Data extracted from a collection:
□ □ □ □ □
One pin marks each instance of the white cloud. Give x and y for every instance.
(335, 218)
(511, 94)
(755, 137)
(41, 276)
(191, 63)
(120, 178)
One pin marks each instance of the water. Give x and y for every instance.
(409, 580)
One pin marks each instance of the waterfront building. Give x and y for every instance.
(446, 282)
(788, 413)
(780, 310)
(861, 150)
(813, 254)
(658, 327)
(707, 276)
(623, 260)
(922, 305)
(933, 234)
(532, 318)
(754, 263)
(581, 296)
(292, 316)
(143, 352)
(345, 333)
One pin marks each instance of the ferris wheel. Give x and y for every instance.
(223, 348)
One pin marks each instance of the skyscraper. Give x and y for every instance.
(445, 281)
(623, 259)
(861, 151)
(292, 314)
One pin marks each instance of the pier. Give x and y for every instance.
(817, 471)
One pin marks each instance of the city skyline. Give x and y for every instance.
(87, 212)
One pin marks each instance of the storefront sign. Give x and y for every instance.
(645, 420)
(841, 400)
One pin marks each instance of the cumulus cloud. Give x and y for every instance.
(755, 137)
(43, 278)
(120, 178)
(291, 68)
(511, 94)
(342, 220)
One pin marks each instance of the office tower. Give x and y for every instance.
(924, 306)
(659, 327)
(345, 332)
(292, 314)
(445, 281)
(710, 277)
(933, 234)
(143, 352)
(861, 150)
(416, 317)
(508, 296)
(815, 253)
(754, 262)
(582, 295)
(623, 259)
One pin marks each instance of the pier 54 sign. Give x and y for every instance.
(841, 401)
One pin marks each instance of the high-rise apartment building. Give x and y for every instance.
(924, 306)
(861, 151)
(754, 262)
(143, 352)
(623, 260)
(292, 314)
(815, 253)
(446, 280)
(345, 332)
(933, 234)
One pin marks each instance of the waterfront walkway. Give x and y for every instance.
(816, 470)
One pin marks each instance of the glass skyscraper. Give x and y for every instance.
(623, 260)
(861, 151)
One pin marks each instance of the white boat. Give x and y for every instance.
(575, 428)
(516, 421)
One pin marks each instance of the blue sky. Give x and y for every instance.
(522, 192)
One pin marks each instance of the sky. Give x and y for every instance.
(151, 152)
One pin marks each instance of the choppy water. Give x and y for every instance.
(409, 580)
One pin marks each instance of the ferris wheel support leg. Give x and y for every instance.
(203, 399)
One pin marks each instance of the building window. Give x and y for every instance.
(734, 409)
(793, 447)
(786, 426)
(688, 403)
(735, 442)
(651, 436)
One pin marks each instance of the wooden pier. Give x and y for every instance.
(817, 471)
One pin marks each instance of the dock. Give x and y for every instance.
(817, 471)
□ □ □ □ □
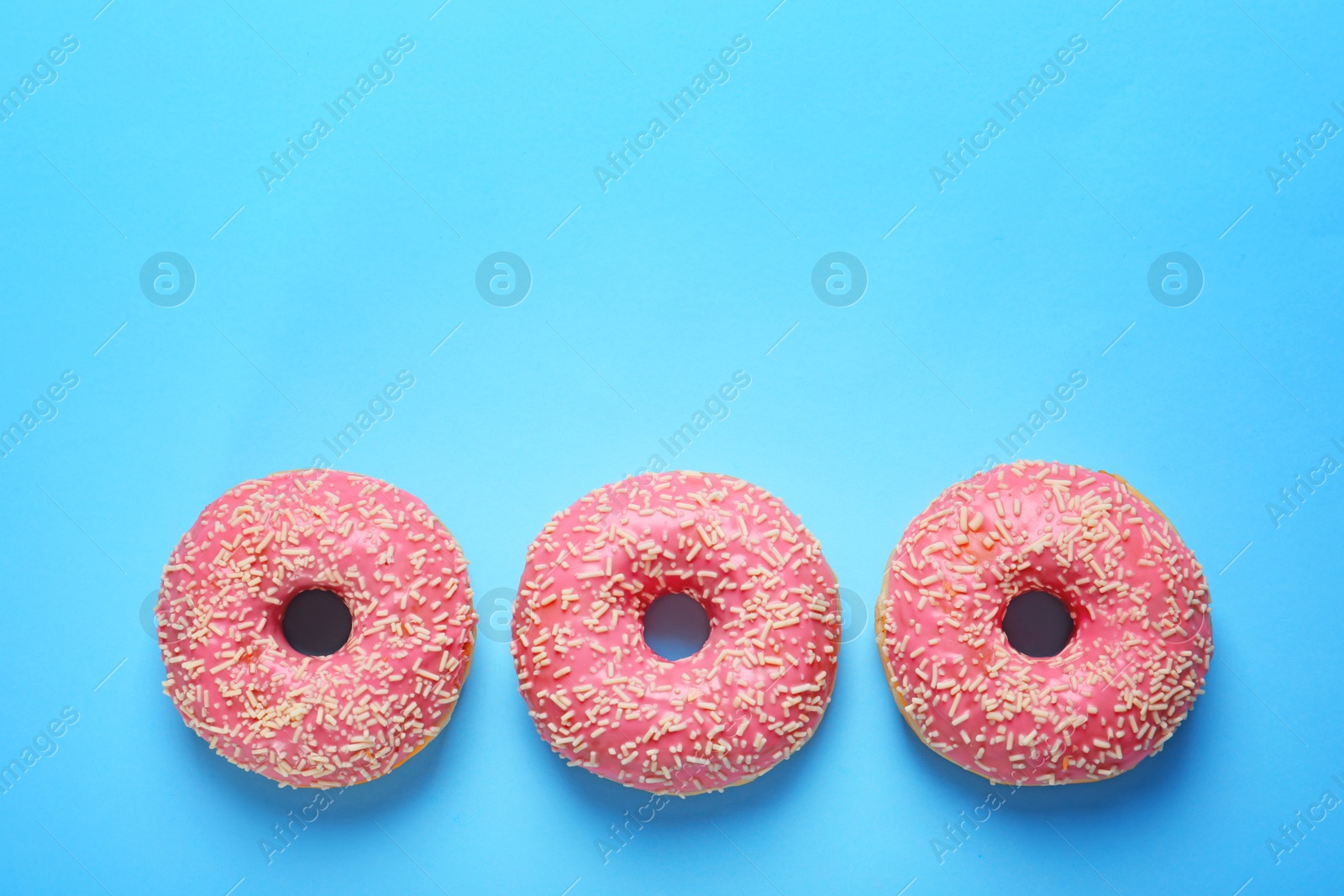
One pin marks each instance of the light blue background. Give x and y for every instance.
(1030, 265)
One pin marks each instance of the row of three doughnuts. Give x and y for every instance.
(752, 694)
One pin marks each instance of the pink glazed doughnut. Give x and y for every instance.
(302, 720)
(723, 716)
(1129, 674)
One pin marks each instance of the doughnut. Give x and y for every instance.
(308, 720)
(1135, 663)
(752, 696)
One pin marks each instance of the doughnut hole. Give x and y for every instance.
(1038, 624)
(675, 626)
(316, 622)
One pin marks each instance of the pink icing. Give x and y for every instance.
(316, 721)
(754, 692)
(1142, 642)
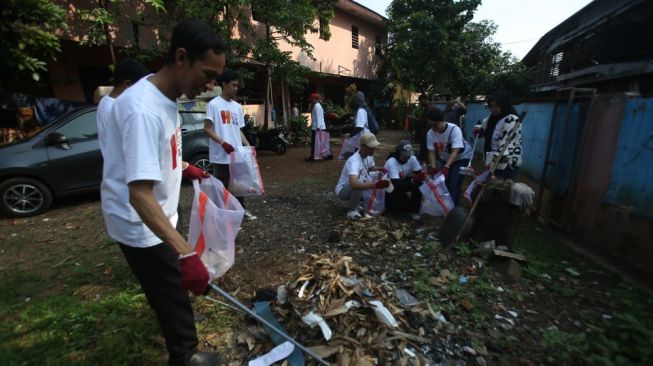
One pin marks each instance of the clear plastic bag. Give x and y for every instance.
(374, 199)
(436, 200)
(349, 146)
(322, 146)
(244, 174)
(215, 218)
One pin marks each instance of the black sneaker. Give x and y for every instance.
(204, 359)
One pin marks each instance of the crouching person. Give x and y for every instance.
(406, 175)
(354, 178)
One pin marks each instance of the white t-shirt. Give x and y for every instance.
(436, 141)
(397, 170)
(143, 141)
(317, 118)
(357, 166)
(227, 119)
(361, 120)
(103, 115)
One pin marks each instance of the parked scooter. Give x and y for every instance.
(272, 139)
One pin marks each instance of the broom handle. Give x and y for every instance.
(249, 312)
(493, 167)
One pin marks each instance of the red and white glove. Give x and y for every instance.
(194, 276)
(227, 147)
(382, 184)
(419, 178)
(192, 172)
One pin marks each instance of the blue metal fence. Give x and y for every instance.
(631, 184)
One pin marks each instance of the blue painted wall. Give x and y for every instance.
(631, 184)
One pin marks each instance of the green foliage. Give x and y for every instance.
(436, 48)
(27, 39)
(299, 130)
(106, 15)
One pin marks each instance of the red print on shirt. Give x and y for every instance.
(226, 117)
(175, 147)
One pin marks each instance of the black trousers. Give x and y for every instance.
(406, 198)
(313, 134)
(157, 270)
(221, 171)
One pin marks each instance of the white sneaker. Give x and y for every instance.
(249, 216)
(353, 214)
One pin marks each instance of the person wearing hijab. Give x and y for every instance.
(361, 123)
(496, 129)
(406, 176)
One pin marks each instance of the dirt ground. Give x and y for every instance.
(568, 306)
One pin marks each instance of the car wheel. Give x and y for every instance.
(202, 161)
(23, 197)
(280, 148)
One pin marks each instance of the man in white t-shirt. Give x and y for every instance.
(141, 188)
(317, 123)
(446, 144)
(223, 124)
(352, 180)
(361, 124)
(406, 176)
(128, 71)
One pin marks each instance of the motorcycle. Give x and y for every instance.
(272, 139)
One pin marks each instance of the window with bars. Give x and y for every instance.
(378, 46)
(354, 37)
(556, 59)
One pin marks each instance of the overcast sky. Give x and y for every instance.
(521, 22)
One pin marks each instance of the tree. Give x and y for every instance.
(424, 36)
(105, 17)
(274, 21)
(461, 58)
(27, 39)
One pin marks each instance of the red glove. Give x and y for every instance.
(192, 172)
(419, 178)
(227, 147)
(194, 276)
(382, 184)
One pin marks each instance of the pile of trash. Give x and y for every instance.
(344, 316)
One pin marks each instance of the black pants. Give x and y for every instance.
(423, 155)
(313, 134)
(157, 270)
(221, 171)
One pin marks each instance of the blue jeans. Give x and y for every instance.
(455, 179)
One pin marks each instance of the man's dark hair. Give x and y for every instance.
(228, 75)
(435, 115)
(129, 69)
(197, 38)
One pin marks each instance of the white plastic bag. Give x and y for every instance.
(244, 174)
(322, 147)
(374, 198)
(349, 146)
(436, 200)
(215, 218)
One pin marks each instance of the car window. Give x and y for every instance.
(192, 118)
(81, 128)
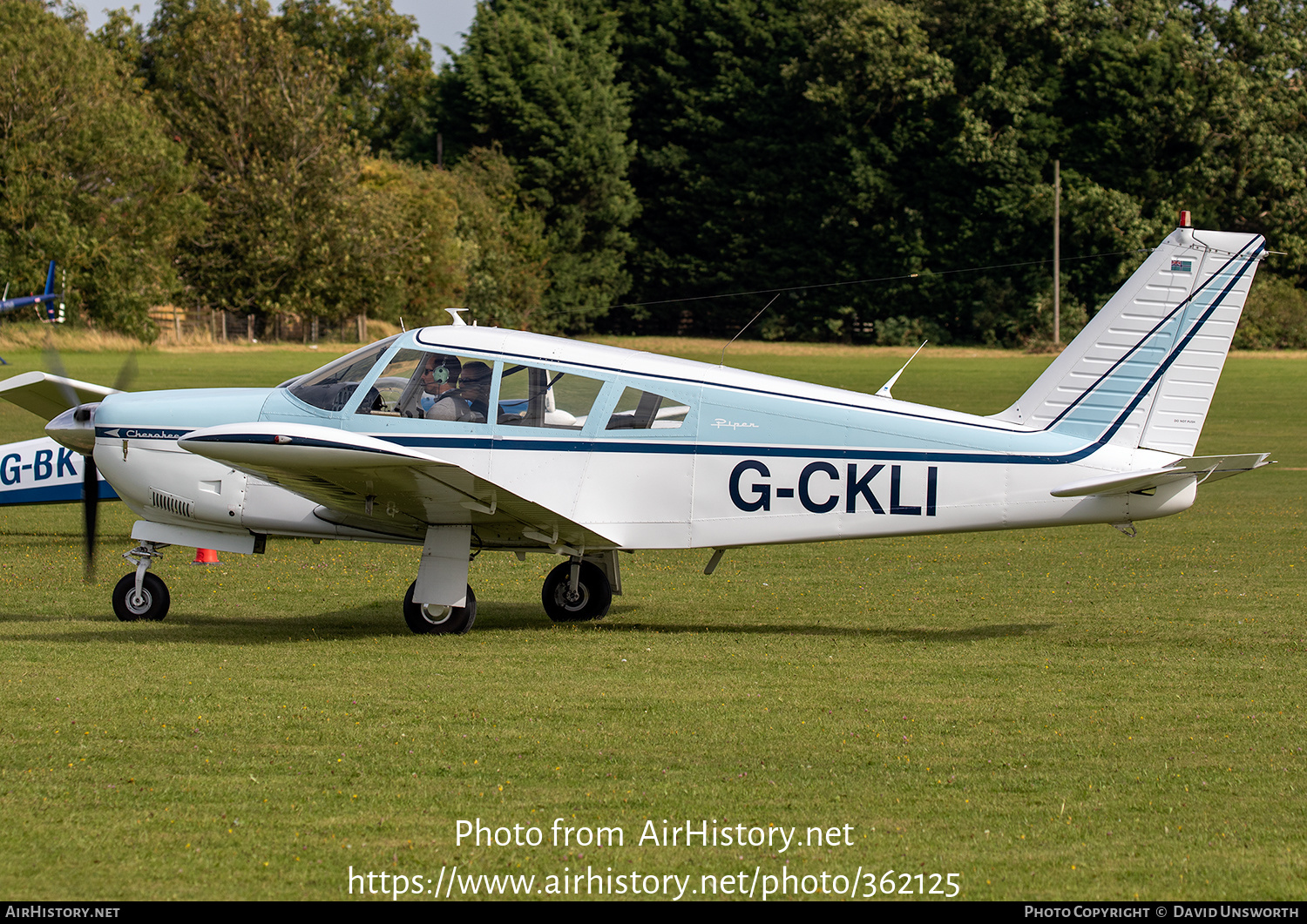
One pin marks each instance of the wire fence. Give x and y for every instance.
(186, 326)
□ □ □ □ □
▶ _Description of the task_
Please pick out every line in the records containing the word "pier" and copy each of those lines.

▶ _Final answer_
One pin marks each instance of the pier. Give x and y for every instance.
One pin marks each instance of the pier 54 sign. Give x and y for every instance.
One pin marks each instance of the wooden pier. Give x and y for every instance.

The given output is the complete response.